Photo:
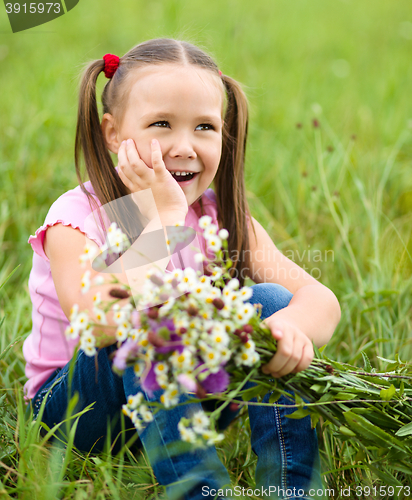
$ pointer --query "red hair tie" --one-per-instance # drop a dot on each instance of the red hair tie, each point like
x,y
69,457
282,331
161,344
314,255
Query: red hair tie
x,y
111,63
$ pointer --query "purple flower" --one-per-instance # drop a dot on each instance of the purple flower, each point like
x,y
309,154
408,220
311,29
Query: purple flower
x,y
149,382
163,323
126,352
187,381
216,382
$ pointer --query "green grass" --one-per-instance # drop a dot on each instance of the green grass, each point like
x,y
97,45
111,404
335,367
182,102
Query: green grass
x,y
345,63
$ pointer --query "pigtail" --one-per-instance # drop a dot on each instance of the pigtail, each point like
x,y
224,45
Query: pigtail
x,y
229,181
101,171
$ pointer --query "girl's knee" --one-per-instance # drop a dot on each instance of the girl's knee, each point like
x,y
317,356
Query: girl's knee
x,y
272,296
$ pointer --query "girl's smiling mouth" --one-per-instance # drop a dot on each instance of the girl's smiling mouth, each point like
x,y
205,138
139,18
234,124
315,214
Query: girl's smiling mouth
x,y
184,178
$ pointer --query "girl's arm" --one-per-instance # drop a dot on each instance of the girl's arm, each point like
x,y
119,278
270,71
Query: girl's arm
x,y
63,245
312,314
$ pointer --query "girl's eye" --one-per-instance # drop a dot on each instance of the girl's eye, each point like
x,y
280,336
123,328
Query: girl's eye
x,y
205,126
160,124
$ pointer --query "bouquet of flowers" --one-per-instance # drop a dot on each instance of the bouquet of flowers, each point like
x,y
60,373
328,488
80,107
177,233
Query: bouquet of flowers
x,y
197,334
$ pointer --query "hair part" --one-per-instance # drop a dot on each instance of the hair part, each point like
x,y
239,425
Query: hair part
x,y
229,181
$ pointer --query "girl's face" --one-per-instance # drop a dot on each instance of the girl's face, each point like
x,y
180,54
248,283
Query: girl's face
x,y
181,107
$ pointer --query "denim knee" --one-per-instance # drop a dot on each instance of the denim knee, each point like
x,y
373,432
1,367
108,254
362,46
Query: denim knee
x,y
272,296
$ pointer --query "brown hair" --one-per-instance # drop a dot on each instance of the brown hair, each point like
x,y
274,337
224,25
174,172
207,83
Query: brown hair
x,y
229,180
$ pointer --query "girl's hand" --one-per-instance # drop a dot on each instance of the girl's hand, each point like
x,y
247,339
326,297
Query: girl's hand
x,y
294,349
168,196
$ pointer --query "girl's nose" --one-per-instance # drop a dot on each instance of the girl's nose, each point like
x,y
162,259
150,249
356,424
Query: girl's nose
x,y
183,148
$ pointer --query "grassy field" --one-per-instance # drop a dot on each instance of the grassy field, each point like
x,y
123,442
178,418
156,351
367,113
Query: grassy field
x,y
335,198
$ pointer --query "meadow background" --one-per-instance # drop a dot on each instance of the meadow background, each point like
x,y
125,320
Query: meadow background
x,y
336,197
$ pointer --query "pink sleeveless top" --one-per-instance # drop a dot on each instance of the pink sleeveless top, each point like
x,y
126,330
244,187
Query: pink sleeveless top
x,y
47,348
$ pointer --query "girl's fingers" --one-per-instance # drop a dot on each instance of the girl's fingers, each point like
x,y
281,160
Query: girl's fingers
x,y
136,163
280,359
157,157
306,359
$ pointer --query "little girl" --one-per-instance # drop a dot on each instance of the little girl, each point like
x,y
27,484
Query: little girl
x,y
177,125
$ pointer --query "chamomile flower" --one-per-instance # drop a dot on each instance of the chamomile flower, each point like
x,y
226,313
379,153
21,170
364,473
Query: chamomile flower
x,y
134,401
205,221
100,316
219,339
145,413
89,252
216,274
74,311
200,422
89,350
245,293
162,380
210,232
244,313
97,298
71,332
214,243
98,280
182,361
139,368
186,434
223,234
170,397
161,368
199,257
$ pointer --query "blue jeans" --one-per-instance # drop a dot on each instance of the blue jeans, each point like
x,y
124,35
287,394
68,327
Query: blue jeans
x,y
287,449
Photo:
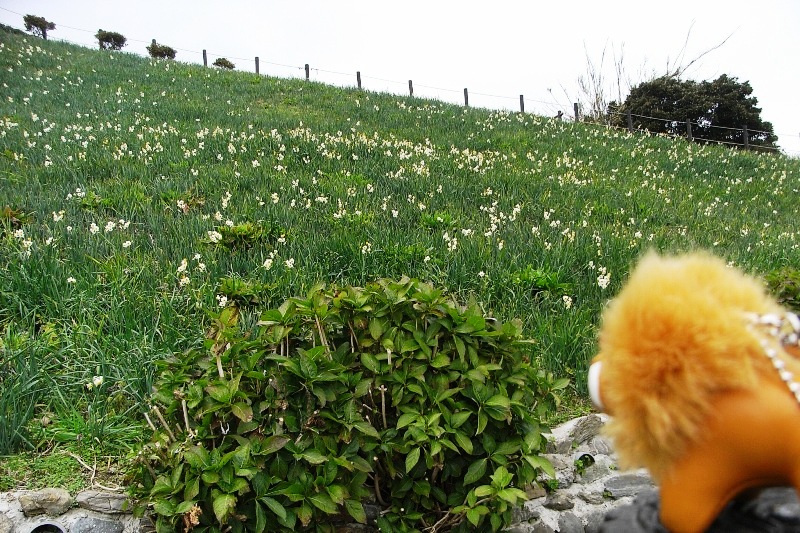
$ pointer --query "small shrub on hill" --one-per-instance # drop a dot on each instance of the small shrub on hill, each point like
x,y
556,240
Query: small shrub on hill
x,y
161,51
110,40
38,25
392,395
785,285
222,62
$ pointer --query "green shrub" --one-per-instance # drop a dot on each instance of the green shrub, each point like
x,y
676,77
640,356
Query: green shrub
x,y
785,285
161,51
390,395
38,25
110,40
222,62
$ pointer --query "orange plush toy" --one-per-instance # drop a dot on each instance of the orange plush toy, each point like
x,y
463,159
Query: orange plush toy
x,y
699,369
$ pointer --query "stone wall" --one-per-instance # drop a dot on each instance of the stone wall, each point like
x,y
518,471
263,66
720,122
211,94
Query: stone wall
x,y
589,495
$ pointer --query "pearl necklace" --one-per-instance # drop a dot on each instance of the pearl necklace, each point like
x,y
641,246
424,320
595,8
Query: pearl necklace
x,y
783,330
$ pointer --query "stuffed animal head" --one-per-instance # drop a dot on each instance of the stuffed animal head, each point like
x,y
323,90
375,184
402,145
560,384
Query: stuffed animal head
x,y
683,330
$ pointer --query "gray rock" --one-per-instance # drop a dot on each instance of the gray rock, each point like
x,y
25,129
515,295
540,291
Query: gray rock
x,y
525,513
594,521
96,525
53,502
586,428
6,525
569,523
541,527
103,502
627,485
600,445
599,467
592,497
558,501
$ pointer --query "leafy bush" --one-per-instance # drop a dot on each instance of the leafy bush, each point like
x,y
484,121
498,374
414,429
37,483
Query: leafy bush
x,y
785,285
161,51
38,25
222,62
392,395
110,40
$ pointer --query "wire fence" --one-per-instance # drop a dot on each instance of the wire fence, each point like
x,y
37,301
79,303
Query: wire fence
x,y
553,108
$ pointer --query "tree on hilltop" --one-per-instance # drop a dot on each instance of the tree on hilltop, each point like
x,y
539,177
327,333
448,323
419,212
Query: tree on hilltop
x,y
161,51
38,25
110,40
223,62
718,110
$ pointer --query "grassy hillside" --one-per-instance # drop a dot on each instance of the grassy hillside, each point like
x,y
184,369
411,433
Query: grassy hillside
x,y
140,196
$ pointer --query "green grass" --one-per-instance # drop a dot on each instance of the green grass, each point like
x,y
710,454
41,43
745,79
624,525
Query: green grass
x,y
115,169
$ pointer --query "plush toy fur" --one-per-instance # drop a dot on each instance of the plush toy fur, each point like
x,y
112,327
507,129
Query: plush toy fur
x,y
675,337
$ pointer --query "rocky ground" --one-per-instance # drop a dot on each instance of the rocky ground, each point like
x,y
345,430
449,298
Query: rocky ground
x,y
589,495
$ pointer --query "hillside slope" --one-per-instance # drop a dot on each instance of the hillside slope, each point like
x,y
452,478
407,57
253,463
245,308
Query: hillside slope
x,y
141,194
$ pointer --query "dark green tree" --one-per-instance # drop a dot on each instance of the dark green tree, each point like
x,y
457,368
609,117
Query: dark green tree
x,y
110,40
718,110
161,51
38,25
223,62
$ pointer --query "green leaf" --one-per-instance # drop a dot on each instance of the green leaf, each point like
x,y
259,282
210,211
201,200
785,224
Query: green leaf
x,y
314,457
356,510
464,441
275,507
323,502
337,493
511,495
412,458
440,361
305,512
242,411
476,471
261,518
273,444
458,419
184,506
192,488
363,387
222,393
482,421
377,327
370,362
224,505
483,491
474,514
197,457
406,419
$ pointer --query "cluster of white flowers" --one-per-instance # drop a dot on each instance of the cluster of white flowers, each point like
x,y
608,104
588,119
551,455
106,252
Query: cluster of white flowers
x,y
604,277
452,242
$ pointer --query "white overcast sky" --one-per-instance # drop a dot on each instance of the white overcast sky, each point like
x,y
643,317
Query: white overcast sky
x,y
498,49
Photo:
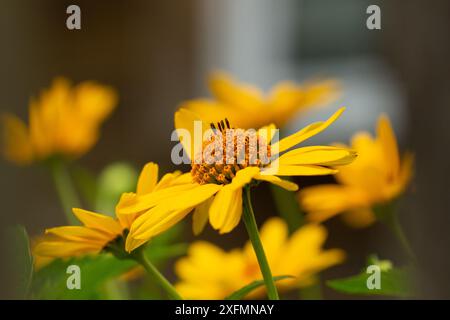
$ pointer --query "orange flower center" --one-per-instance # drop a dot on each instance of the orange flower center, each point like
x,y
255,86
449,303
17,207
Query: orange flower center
x,y
226,151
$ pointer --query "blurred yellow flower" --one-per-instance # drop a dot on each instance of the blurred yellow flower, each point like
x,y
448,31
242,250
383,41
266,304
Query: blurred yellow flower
x,y
208,272
99,230
247,107
377,176
214,190
64,121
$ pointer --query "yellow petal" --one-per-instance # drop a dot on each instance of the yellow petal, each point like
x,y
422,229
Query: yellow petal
x,y
267,132
132,243
288,185
93,101
82,234
178,203
244,177
324,201
194,126
306,170
168,179
211,111
130,204
155,221
200,216
147,179
98,221
226,209
306,133
15,141
192,198
318,155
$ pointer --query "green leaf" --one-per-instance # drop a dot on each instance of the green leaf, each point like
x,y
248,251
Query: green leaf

- [Problem statement]
Everything from the line containing "Query: yellow petal" to the last line of the entries above should be quoted exactly, and only that.

- [Written response]
Query: yellow petal
x,y
267,132
132,243
288,185
93,101
82,234
178,203
244,177
324,201
194,126
306,170
168,179
211,111
130,204
155,221
200,216
147,179
98,221
226,209
306,133
15,141
192,198
318,155
$ pointer --query "green leaf" --one-per-instance # drop a dot on each instance of the green leaf, each point like
x,y
248,251
Query: green leaf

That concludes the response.